Extrait »

--------------------------------------------------

Parallèlement, de nombreuses études paléoenvironnementales interdisciplinaires et diachroniques ont été conduites en différents points du territoire, notamment dans le Grand Marais de Limagne, dans le paléolac de Sarliève, en haute Combraille, dans les Monts du Livradois-Forez et dans le nord-est du Cantal. Tous ces travaux, réalisés dans le cadre du programme DYSPATER (Dynamiques spatiales du développement des territoires dans le Massif central de l’Âge du Fer au Moyen Âge), viennent compléter les très nombreuses opérations d’archéologie préventive réalisées sur l’ensemble de ce territoire.

La carte dresse un bilan de ces données pour les principales formes de l’habitat gallo-romain : agglomérations secondaires, sanctuaires, villae et ateliers de potiers. Elle montre que la vallée de l’Allier et plus encore le bassin de Clermont et la Grande Limagne constituent un axe de peuplement et de développement majeurs à l’époque romaine. Le réseau routier, très centralisé, semble avoir fortement conditionné la répartition géographique des établissements, notamment celle des agglomérations secondaires. L’un des principaux apports des recherches récentes réside dans la mise en évidence d’un réseau relativement homogène d’agglomérations, certes plus nombreuses dans la vallée de l’Allier mais néanmoins bien présentes dans les massifs montagneux, où des foyers de développement particulièrement dynamiques sont localement identifiés, notamment en haute Combraille et dans le Cézallier. On a donc finalement l’image d’un territoire au sein duquel les dynamiques de développement régional apparaissent plus complexes qu’on ne l’imaginait il y a quelques années.

--------------------------------------------------

Enregistrements bruts »
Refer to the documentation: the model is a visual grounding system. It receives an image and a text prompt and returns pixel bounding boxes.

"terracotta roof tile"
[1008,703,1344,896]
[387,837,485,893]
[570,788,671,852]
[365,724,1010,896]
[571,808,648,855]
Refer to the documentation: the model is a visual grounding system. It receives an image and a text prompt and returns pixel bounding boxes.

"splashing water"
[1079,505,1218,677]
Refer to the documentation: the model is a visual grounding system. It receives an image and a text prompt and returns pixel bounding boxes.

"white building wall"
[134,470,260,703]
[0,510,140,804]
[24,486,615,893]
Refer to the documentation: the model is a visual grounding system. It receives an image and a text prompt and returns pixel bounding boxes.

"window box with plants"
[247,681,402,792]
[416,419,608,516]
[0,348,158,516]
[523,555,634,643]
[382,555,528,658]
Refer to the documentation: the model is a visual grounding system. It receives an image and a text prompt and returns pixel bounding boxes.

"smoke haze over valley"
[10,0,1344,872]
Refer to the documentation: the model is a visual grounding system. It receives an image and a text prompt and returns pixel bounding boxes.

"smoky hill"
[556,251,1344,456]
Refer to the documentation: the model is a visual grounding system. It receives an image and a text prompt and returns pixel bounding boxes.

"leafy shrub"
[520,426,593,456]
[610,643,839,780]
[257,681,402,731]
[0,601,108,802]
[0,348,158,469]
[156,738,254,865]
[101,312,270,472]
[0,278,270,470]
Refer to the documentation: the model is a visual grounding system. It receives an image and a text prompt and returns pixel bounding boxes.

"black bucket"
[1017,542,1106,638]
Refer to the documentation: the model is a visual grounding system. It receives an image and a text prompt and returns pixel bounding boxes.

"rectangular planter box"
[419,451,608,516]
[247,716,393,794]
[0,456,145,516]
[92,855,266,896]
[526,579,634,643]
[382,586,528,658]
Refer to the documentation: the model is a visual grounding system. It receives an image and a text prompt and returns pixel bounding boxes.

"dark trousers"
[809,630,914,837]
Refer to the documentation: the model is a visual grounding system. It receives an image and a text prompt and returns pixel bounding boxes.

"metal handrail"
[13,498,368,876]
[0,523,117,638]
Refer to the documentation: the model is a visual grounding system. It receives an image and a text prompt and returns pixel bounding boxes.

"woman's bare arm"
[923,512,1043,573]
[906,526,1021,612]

--------------------------------------------------

Travail demandé » Selon l'extrait sur l'habitat gallo-romain, dans le cadre de quel programme les études paléoenvironnementales ont-elles été réalisées ? Les enregistrements ne servent pas ici.

Résultat » Dans le cadre du programme DYSPATER (Dynamiques spatiales du développement des territoires dans le Massif central de l’Âge du Fer au Moyen Âge).